[Pointing items]
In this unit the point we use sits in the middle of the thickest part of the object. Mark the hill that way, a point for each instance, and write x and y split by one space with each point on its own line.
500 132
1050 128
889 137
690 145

#### Requirement:
Rewrite every item with "hill" replaced by "mound", keeping everything else the same.

#### Written answer:
In this unit the point we use sits in the middle of the thickest part of the object. Mark the mound that way, a point for each instance, and write x and y split by one space with each point on its own line.
500 132
1050 128
889 137
690 145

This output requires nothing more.